_PROBLEM TO WORK ON_
Which lines of the entries below run from the one holding "tag=table leg" to the one holding "tag=large brown mushroom cap", inclusive? Set down exactly those lines and no others.

_Text-to-region grounding data_
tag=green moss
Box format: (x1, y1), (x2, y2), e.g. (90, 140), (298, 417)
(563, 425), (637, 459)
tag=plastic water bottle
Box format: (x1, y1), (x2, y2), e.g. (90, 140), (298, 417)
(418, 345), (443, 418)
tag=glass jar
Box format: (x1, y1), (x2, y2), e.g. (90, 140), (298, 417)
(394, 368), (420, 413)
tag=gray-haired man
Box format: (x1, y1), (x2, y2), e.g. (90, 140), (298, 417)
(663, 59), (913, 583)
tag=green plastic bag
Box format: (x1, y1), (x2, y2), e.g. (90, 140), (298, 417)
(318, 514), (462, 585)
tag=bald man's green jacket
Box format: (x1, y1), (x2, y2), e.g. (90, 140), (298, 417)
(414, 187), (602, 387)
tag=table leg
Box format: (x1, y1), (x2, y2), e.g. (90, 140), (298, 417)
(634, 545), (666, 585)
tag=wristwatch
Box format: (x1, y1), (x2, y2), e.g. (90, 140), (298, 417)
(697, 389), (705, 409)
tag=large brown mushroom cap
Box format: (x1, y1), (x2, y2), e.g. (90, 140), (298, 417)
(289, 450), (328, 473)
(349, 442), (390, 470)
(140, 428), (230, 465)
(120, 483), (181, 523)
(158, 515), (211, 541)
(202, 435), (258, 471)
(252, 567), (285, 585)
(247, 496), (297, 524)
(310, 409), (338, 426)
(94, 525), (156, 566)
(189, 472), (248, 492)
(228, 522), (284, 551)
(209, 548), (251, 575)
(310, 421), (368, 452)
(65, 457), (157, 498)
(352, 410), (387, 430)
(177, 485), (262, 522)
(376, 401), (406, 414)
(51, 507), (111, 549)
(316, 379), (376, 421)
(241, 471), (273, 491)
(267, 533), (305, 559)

_EXERCISE ANSWER_
tag=table leg
Box format: (x1, y1), (x2, y2), e.g. (90, 140), (298, 417)
(634, 545), (666, 585)
tag=wristwatch
Box format: (x1, y1), (x2, y2), e.g. (90, 140), (298, 417)
(697, 389), (705, 409)
tag=large brown mushroom cap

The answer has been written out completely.